(Records excerpted from a collection)
□ □ □ □ □
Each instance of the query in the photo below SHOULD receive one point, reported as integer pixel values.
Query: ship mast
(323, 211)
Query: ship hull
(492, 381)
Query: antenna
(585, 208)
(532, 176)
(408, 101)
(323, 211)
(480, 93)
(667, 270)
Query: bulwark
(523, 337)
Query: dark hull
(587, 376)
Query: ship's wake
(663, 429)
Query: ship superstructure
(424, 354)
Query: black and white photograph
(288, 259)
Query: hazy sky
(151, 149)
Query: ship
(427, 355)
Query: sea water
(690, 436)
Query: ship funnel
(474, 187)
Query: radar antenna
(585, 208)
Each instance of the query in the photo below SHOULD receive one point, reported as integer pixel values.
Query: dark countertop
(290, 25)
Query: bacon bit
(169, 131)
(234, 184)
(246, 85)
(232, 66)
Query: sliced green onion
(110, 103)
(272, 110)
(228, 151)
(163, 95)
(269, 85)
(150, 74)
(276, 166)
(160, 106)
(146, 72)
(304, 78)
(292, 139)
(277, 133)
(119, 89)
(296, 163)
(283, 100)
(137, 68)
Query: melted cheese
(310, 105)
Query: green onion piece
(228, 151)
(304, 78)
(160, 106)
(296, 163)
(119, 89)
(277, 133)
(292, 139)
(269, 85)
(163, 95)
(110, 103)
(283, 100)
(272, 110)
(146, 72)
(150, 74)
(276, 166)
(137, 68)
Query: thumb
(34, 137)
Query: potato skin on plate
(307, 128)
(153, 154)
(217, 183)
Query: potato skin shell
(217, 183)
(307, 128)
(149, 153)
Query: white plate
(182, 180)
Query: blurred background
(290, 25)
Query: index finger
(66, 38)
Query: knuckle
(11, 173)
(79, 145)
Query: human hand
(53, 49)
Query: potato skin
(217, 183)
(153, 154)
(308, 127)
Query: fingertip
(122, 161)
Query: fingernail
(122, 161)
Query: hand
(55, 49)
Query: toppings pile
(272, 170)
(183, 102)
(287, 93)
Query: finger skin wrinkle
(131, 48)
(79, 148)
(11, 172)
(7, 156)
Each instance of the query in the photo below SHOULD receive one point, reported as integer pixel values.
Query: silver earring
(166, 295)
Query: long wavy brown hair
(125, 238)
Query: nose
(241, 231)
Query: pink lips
□ □ □ □ □
(Problem details) Please output the records once more, exactly as they were written.

(Result of the exercise)
Each instance of the query in the photo below SHOULD receive one point, reported as integer pixel values.
Query: ship mast
(323, 211)
Query: ship hull
(492, 381)
Query: antenna
(585, 208)
(532, 176)
(408, 101)
(323, 211)
(480, 93)
(667, 270)
Query: bulwark
(523, 337)
Query: dark hull
(587, 376)
Query: ship's wake
(663, 429)
Query: ship superstructure
(424, 354)
Query: black and white photograph
(288, 259)
Query: hazy sky
(151, 149)
Query: ship
(427, 355)
Query: sea water
(690, 436)
Query: ship funnel
(474, 187)
Query: radar antenna
(585, 208)
Each instance of the query in the photo below SHOULD receive one point, reported as integer pixel values.
Query: dark countertop
(290, 25)
Query: bacon bit
(169, 131)
(234, 184)
(246, 85)
(232, 66)
Query: sliced green onion
(110, 103)
(272, 110)
(228, 151)
(163, 95)
(269, 85)
(150, 74)
(276, 166)
(160, 106)
(146, 72)
(304, 78)
(292, 139)
(277, 133)
(119, 89)
(296, 163)
(283, 100)
(137, 68)
Query: melted cheese
(310, 105)
Query: green onion piece
(228, 151)
(304, 78)
(160, 106)
(296, 163)
(119, 89)
(277, 133)
(292, 139)
(269, 85)
(163, 95)
(110, 103)
(283, 100)
(272, 110)
(146, 72)
(150, 74)
(276, 166)
(137, 68)
Query: thumb
(34, 137)
Query: potato skin on plate
(307, 128)
(153, 154)
(217, 183)
Query: potato skin shell
(217, 183)
(307, 128)
(149, 153)
Query: white plate
(182, 180)
Query: blurred background
(290, 25)
Query: index finger
(66, 38)
Query: knuckle
(11, 173)
(79, 145)
Query: human hand
(53, 49)
Query: potato skin
(217, 183)
(153, 154)
(308, 127)
Query: fingertip
(122, 161)
Query: fingernail
(122, 161)
Query: hand
(55, 49)
Query: toppings pile
(272, 170)
(183, 102)
(287, 93)
Query: finger skin wrinkle
(131, 48)
(79, 148)
(11, 172)
(7, 156)
Each instance of the query in the photo below SHOULD receive one point, reported as integer pixel values.
Query: silver earring
(166, 295)
Query: long wavy brown hair
(125, 238)
Query: nose
(241, 231)
Query: pink lips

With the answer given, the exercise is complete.